>> Start Excerpt provided
Crumwold Hall

30 Mansion Drive, Hyde Park, Dutchess County, New York

Completed in 1889, for Colonel Archie Rogers (1852-1928) and his, "extraordinarily gracious" wife, Anne Coleman (1858-1934). Their 74-room home on the Hudson was built by the Vanderbilt family's architect of choice, Richard Morris Hunt. The Rogers were hugely popular and Crumwold was a beacon for fun. The Poughkeepsie Journal put it in 1946: "families of the other riverfront estates may have spent as lavishly during this period, but it's doubtful if any of them had such a good time doing it"....

This house is best associated with...

Archibald Rogers

Colonel "Archie" Rogers, of "Crumwold Hall" Hyde Park, New York


Anne (Coleman) Rogers

Mrs Anne Caroline (Coleman) Rogers


Anne (Rogers) Webb

Mrs Anne Pendleton (Rogers) Webb


John Griswold Webb

J. Griswold Webb, Member of the New York State Senate


Archie Rogers was named for Archibald Gracie, the merchant with "a soul of a prince," whose country house, Gracie Mansion, is now the official residence of the Mayors of New York City. Gracie was married to the sister of Archie's great-grandfather, Moses Rogers, another illustrious merchant whose townhouse still stands at 7 State Street.

Archie grew up in Hyde Park in a house across from the Town Hall on Main Street. In 1705, his ancestor, Pierre Fauconnier (1659-1746), was granted 10,000-acres in Dutchess County in recognition of his service as personal secretary to Edward Hyde, the Governor of New York and New Jersey with a penchant for cross-dressing. Fauconnier duly, and courteously, named his estate "Hyde Park" and many of his descendants continued to make their home there including Archie's grandmother, Mrs Anna (Pendleton) Rogers, whose grandfather's house stood exactly where the Vanderbilt Mansion stands today.

"She had the millions, but she couldn't have gotten a better man..."

Through building railroads in Wisconsin, Archie was a millionaire in his own right, but the money behind Crumwold came from his even wealthier wife, Anne. Her mother came from one of Georgia's best known families and grew up at the Bulloch-Habersham House, but her money came from the paternal side of her family, the Colemans. Her great-grandfather, Robert Coleman (1748-1825), acquired furnaces and mines in Pennsylvania that saw him become one of the state's very first millionaires. In 1889, Anne and her brother were worth $30 million and said to have made $1,000 a day purely on the interest from their controlling share in the family furnaces. But, as their chauffeur put it: "She had the millions, but she couldn't have gotten a better man or a better manager".

"Just a Big House... with a View for a Bit of Elbow Room"

In 1842, Elias Butler (1805-1878) purchased a farm south of Hyde Park from Augustus T. Cowman (1814-1854). Here, he built a house with a library and greenhouses that he named "Crumwold" for the bend on the Hudson known as 'Crum Elbow' over which it looked from a bluff on its east bank. The house enjoyed a spectacular 60-mile view of the river.
>> End Excerpt provided
>> Start Records
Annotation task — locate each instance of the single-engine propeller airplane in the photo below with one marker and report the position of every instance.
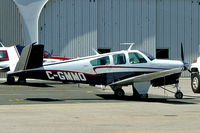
(115, 69)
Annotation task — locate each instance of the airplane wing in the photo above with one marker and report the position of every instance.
(147, 77)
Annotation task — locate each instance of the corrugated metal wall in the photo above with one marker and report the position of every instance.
(121, 21)
(69, 27)
(178, 21)
(11, 32)
(10, 27)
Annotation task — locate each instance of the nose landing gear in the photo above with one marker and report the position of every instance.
(178, 94)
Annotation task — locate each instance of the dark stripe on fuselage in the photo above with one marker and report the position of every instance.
(77, 77)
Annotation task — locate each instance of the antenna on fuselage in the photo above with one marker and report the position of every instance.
(131, 45)
(95, 51)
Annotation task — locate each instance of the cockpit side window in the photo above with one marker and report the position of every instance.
(119, 59)
(100, 61)
(135, 58)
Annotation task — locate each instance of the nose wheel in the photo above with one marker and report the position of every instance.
(179, 95)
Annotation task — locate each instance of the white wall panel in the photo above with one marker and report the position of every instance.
(10, 27)
(69, 27)
(127, 21)
(179, 23)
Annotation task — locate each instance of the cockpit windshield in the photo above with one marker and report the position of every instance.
(148, 55)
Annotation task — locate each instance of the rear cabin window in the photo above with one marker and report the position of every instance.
(100, 61)
(3, 55)
(119, 59)
(135, 58)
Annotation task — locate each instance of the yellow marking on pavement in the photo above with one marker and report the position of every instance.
(158, 132)
(26, 107)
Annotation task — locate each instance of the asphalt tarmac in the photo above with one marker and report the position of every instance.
(53, 107)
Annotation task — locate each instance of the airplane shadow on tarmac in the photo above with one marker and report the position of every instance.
(104, 97)
(156, 100)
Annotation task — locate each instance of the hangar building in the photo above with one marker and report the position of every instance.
(73, 27)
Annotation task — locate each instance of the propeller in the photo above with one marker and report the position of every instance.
(182, 53)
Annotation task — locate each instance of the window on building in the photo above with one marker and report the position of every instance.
(100, 61)
(135, 58)
(162, 53)
(102, 51)
(119, 59)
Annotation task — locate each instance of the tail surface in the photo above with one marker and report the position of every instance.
(31, 57)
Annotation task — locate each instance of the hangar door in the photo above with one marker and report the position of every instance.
(178, 21)
(122, 21)
(69, 27)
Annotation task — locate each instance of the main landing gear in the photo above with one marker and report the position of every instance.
(178, 94)
(119, 92)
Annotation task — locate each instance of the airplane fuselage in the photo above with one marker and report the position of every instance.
(103, 69)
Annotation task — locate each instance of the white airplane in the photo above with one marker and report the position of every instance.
(115, 69)
(9, 56)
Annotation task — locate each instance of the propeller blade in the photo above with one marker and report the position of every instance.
(182, 53)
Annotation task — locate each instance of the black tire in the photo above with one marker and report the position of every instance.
(195, 82)
(21, 81)
(179, 95)
(10, 80)
(119, 93)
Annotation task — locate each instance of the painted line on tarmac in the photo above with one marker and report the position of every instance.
(158, 132)
(140, 116)
(43, 107)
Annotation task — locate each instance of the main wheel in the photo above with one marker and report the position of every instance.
(119, 93)
(22, 80)
(179, 95)
(195, 82)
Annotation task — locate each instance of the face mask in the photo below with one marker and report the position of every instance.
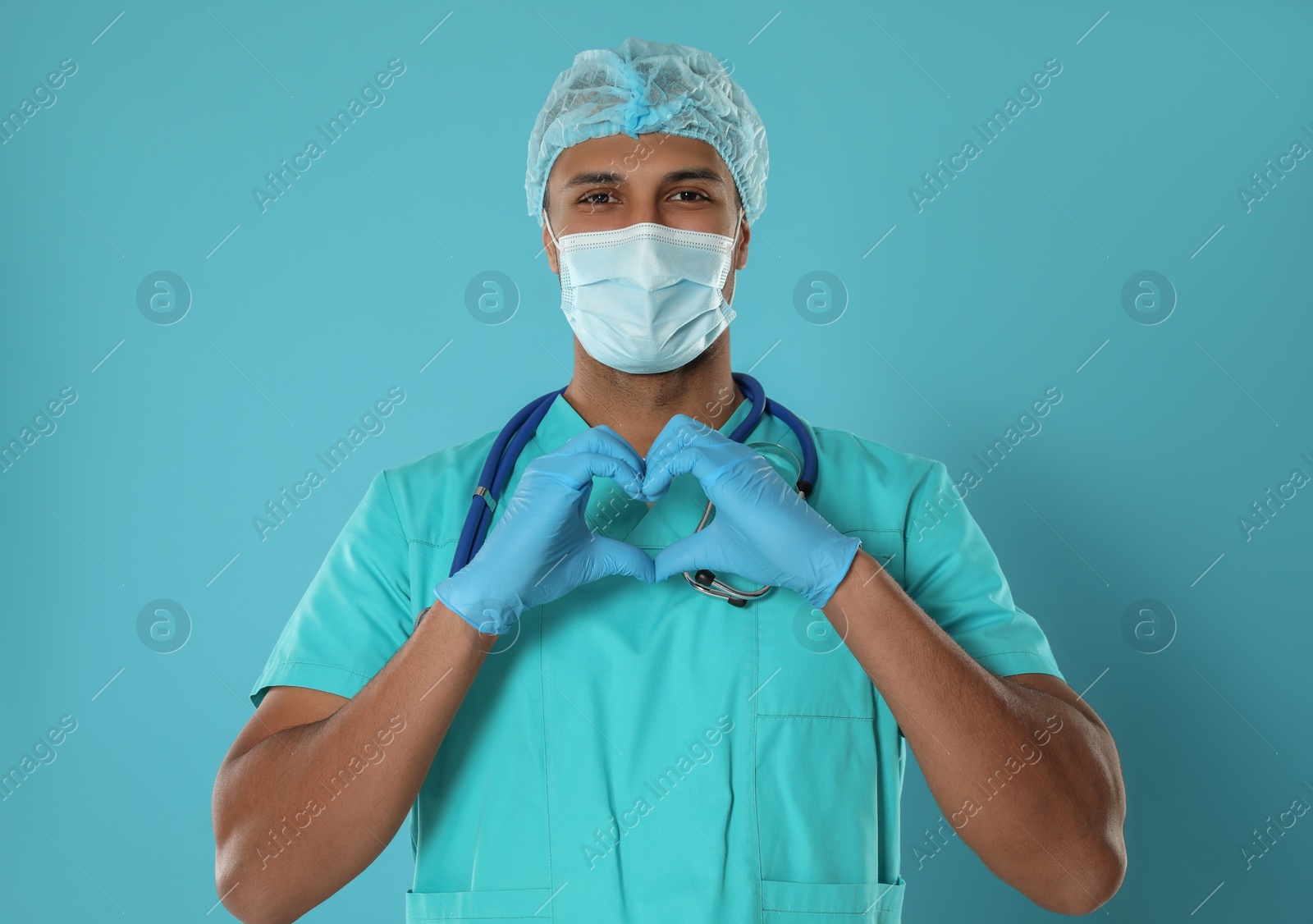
(645, 298)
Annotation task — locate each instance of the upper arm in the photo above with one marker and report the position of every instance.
(954, 575)
(284, 707)
(1059, 689)
(358, 609)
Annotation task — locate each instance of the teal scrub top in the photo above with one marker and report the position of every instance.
(645, 752)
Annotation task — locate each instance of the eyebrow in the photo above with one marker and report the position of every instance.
(611, 177)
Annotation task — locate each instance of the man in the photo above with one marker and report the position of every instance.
(578, 733)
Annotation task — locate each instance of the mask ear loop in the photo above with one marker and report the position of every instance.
(549, 230)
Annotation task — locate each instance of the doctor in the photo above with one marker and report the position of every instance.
(575, 733)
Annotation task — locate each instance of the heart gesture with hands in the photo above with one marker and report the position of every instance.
(542, 547)
(763, 529)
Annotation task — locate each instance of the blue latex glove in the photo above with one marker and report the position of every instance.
(542, 547)
(762, 528)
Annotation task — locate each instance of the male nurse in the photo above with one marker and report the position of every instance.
>> End Records
In the Crumwold Hall page, rewrite the stretch from "30 Mansion Drive, Hyde" through "best associated with...", swapping "74-room" for "seventy-four-room". The entries were gathered from a separate source and have no connection to the Crumwold Hall page.

■ Answer for this exercise:
30 Mansion Drive, Hyde Park, Dutchess County, New York

Completed in 1889, for Colonel Archie Rogers (1852-1928) and his, "extraordinarily gracious" wife, Anne Coleman (1858-1934). Their seventy-four-room home on the Hudson was built by the Vanderbilt family's architect of choice, Richard Morris Hunt. The Rogers were hugely popular and Crumwold was a beacon for fun. The Poughkeepsie Journal put it in 1946: "families of the other riverfront estates may have spent as lavishly during this period, but it's doubtful if any of them had such a good time doing it"....

This house is best associated with...